TASK OBJECTIVE: State only the number of lines in the material below that contain the string "then". Case counts.

Collected data:
------------------------------------------------

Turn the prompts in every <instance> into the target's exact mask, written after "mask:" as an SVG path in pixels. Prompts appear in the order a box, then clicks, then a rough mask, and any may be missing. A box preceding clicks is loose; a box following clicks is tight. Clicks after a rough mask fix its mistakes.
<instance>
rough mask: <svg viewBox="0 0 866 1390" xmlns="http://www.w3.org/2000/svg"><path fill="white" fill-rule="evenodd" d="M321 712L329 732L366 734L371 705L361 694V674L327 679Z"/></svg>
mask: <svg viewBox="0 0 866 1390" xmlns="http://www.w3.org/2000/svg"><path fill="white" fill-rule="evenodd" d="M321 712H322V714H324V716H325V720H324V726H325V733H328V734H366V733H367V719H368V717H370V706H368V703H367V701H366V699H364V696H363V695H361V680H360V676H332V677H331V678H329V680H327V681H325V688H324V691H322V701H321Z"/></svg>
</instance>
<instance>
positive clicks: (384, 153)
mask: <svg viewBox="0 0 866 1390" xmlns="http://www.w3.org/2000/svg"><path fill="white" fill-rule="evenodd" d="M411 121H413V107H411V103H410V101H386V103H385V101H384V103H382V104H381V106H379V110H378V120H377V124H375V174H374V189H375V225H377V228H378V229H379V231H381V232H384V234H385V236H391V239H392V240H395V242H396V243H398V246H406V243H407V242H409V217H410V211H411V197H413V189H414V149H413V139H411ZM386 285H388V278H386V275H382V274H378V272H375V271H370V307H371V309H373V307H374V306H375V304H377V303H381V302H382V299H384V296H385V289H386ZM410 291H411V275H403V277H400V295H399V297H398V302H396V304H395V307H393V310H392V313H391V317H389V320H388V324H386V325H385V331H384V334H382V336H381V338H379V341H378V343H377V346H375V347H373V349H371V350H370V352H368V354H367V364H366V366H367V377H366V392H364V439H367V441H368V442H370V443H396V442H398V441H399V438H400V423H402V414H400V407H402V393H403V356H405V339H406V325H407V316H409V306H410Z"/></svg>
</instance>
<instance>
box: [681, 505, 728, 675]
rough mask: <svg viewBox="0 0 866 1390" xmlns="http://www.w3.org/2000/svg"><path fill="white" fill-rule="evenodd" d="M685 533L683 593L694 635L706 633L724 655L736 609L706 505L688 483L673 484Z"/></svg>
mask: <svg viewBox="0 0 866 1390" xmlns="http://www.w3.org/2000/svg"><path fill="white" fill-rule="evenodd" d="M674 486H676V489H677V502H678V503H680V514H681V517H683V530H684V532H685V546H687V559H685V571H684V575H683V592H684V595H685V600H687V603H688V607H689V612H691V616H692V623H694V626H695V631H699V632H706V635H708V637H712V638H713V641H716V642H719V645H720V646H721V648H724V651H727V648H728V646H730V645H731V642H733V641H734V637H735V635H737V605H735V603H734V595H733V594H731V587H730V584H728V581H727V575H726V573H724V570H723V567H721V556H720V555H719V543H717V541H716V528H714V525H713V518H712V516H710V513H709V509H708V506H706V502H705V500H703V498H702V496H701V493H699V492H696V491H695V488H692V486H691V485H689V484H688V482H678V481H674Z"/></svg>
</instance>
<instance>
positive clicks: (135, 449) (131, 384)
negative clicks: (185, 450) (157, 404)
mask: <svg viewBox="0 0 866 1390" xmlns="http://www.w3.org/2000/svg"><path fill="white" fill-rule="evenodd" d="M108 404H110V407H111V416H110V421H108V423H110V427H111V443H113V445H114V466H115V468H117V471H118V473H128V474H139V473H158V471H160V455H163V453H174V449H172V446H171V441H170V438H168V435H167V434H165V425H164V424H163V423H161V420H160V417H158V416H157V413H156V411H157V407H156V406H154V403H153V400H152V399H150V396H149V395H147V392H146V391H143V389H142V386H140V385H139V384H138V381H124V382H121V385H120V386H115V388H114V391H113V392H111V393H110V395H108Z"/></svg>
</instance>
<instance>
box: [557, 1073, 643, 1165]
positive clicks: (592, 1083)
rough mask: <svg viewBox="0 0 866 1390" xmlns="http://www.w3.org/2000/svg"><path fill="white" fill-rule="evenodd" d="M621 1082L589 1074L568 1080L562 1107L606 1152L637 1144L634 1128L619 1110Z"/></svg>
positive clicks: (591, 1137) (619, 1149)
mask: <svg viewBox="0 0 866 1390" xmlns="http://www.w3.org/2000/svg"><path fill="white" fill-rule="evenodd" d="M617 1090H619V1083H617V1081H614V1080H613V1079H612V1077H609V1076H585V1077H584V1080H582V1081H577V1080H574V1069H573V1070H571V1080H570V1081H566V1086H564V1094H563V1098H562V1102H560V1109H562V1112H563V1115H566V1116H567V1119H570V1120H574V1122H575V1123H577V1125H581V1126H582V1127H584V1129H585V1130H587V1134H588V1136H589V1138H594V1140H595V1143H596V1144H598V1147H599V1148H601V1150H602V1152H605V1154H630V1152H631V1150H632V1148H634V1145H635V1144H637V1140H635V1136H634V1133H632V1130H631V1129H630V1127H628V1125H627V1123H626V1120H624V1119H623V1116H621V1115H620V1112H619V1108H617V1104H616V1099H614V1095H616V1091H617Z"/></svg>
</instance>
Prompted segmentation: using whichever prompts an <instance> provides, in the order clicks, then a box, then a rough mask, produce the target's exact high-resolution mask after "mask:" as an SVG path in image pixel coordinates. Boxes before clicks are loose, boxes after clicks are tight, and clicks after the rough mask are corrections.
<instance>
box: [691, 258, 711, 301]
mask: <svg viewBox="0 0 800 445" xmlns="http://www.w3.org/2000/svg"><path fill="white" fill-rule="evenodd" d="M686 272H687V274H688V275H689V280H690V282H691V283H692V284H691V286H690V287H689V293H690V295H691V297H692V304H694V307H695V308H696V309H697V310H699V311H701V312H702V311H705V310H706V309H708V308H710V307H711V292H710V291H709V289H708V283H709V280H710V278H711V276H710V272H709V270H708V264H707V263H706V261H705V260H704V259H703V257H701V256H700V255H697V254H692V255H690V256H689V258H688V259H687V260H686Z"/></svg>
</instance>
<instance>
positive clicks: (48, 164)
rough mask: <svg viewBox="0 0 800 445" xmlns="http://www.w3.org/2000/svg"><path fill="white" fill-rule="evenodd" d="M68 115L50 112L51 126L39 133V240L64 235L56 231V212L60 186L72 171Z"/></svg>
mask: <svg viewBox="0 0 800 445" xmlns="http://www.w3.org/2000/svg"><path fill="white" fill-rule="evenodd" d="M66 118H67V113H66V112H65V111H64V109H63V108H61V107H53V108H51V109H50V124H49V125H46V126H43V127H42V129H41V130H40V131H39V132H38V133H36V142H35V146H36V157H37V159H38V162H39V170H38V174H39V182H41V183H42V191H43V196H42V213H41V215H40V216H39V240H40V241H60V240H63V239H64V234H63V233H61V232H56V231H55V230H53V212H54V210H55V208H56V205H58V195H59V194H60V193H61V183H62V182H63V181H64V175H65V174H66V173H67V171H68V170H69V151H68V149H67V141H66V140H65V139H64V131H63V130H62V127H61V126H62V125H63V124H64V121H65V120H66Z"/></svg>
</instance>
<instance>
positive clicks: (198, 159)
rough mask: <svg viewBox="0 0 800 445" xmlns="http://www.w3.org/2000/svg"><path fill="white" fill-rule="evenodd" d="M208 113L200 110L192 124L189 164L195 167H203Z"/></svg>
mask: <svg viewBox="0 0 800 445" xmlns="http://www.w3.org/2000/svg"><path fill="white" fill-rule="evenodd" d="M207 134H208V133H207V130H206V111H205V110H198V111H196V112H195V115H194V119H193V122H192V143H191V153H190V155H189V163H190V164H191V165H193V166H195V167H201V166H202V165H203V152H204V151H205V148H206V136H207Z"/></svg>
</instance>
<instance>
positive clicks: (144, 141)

------------------------------------------------

FINISHED TASK: 2